## EXTRACT TO READ
________________________________________

Caroline contributed to the learning resource, Recollections: Eyewitnesses Remember the Holocaust, a groundbreaking DVD-ROM, which won a prestigious BAFTA award at the Academy’s Children’s Awards held in 2007. The interactive resource received the accolade as the best in the Learning Secondary category at the awards, which celebrates the cream of children’s film and television.
This revolutionary educational tool was produced by the Holocaust Educational Trust (HET), together with the University of Southern California Shoah Foundation Institute for Visual History and Education (SFI), Film Education, and Picture Production Company (PPC).
Four years in development, Recollections integrates testimony from 18 eyewitnesses to the Holocaust, including Jewish survivors, Roma and Sinti survivors, Jehovah’s Witness survivors and political prisoners, as well as testimony from survivors of the eugenics programme. Other accounts come from rescuers and aid givers as well as a British liberator. The testimony is integrated into teaching and learning activities that not only teach students about the events of the Holocaust but reflects on the lessons that can be learnt for today.

________________________________________

## PROBLEM A
List the organizations that produced the educational tool described in the passage on the Recollections DVD-ROM.
## PROBLEM B
Write what comes next in the passage on the Recollections DVD-ROM, starting after its last sentence.
The rows come from a separate source.

## DATASET
________________________________________

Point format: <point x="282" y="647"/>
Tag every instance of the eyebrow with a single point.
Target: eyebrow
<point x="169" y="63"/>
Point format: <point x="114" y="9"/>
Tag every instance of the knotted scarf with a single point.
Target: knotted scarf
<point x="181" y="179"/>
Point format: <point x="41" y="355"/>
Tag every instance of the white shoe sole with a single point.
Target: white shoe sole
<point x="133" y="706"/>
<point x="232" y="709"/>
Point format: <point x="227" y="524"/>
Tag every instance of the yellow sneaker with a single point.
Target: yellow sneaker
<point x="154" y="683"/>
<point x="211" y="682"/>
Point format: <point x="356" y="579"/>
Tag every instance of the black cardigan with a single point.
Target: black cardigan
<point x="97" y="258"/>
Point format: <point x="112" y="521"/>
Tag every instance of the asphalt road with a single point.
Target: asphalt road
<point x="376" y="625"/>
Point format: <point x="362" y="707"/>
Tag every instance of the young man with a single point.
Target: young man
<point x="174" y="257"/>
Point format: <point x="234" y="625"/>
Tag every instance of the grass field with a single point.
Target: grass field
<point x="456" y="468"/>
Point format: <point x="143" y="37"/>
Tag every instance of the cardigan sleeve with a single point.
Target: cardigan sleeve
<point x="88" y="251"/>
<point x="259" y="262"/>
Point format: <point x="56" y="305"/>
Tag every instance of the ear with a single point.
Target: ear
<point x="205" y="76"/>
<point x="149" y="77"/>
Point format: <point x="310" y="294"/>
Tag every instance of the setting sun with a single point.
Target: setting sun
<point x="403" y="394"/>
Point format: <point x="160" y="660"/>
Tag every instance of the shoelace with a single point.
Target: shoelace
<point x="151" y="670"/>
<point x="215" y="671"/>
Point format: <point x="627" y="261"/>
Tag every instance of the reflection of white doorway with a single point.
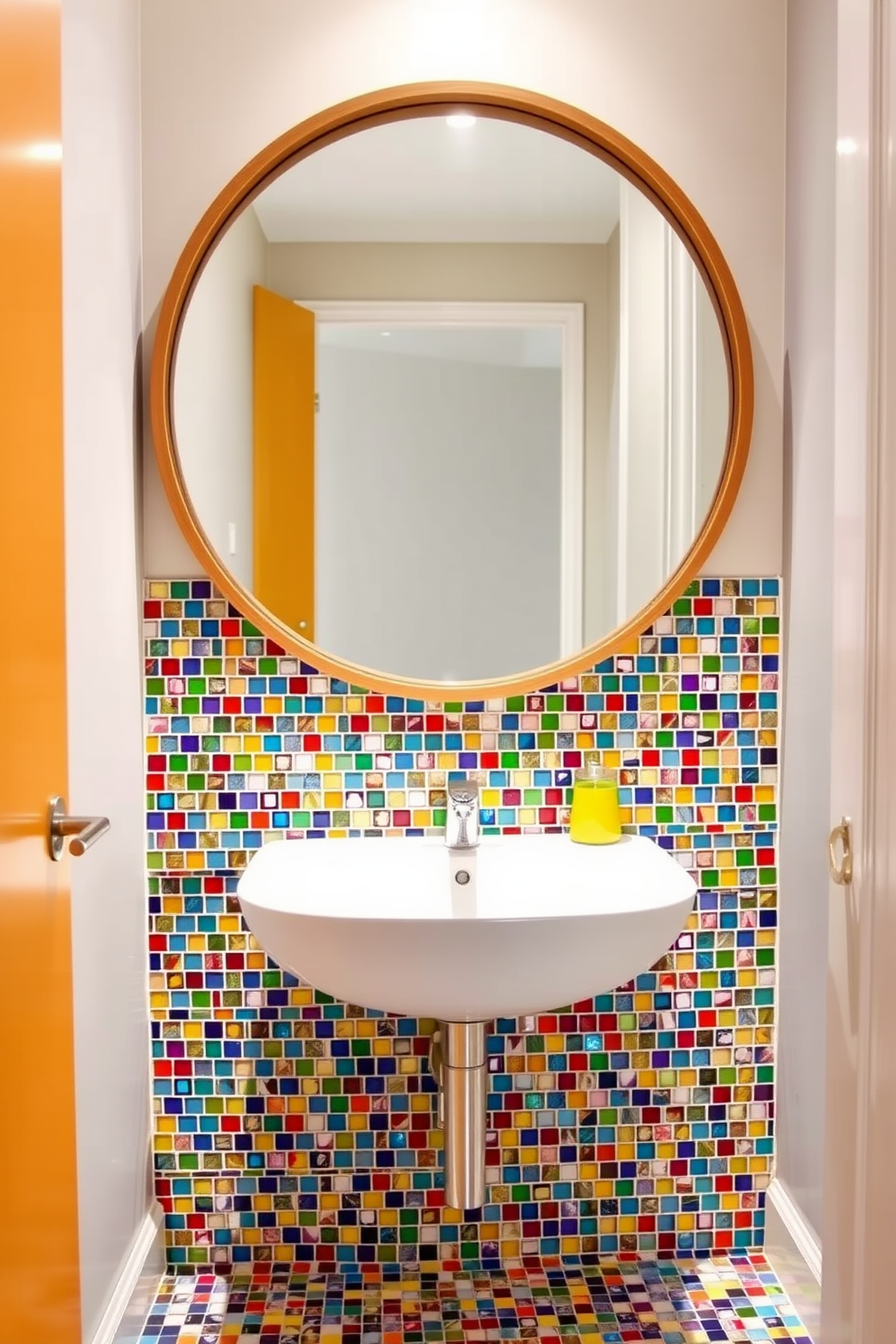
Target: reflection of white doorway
<point x="449" y="484"/>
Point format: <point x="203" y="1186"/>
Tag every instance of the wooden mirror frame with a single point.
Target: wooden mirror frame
<point x="508" y="104"/>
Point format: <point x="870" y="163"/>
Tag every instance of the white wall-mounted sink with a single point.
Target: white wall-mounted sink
<point x="540" y="922"/>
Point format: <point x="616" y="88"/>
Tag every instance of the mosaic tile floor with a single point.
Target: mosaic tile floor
<point x="736" y="1299"/>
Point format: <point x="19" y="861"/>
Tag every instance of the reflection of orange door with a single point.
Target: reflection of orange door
<point x="39" y="1289"/>
<point x="284" y="460"/>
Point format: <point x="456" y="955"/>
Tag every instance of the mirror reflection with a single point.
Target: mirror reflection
<point x="450" y="398"/>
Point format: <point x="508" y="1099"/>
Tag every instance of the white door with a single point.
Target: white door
<point x="862" y="983"/>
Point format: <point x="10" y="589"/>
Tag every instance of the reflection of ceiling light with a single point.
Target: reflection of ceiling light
<point x="43" y="152"/>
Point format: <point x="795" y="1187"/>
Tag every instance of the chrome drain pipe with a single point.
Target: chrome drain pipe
<point x="462" y="1082"/>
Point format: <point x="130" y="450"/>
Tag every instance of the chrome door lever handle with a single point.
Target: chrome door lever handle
<point x="83" y="831"/>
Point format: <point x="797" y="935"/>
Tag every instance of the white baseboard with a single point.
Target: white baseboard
<point x="794" y="1253"/>
<point x="137" y="1283"/>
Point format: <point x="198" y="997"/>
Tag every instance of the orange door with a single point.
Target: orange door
<point x="284" y="460"/>
<point x="39" y="1289"/>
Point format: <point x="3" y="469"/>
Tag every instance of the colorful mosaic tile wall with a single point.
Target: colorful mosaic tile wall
<point x="290" y="1128"/>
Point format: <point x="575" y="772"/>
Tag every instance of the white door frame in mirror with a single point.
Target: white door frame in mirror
<point x="570" y="320"/>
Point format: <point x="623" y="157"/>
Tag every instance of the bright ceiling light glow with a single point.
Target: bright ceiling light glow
<point x="43" y="152"/>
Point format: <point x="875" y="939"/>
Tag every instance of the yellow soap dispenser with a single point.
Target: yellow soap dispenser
<point x="594" y="816"/>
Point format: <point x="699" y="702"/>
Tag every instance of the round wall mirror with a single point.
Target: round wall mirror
<point x="452" y="391"/>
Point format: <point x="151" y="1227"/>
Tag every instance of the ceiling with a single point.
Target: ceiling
<point x="512" y="347"/>
<point x="425" y="181"/>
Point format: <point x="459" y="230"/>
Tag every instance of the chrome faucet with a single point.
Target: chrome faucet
<point x="462" y="817"/>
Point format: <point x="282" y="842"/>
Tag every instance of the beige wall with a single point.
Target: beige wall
<point x="212" y="396"/>
<point x="500" y="273"/>
<point x="705" y="96"/>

________________________________________

## WRITTEN REPLY A
- Holocaust Educational Trust (HET)
- University of Southern California Shoah Foundation Institute for Visual History and Education (SFI)
- Film Education
- Picture Production Company (PPC)

## WRITTEN REPLY B
Recollections is tailored to the secondary school Citizenship curriculum, but can also be used within History and Religious Education and English lessons. It is the first resource here in the UK to focus solely on the interactive use of visual history testimony when teaching about the Holocaust and it will enable students to engage first hand with many different eyewitnesses.
Karen Pollock, Chief Executive of the Holocaust Educational Trust, on accepting the award said:
“We were thrilled to be nominated for a BAFTA, and are now completely overwhelmed to receive such a prestigious award. It is a huge honour to be recognised by the Academy and gives us a deep sense of pride.
“At the Holocaust Educational Trust, we believe that the Holocaust must have a permanent place in our nation’s collective memory, and we are dedicated to combating prejudice and intolerance in all its forms. Recollections is an essential tool in ensuring that this important message is shared, and is already making a great impact in schools across the country.
“While we are grateful to all our partners: SFI, Film Education and PPC, we are particularly indebted to those eyewitnesses who feature in Recollections, and to all Holocaust Survivors who live with their painful experience every day, yet are willing and determined to keep telling people their story as a warning for the future. This award is for them.”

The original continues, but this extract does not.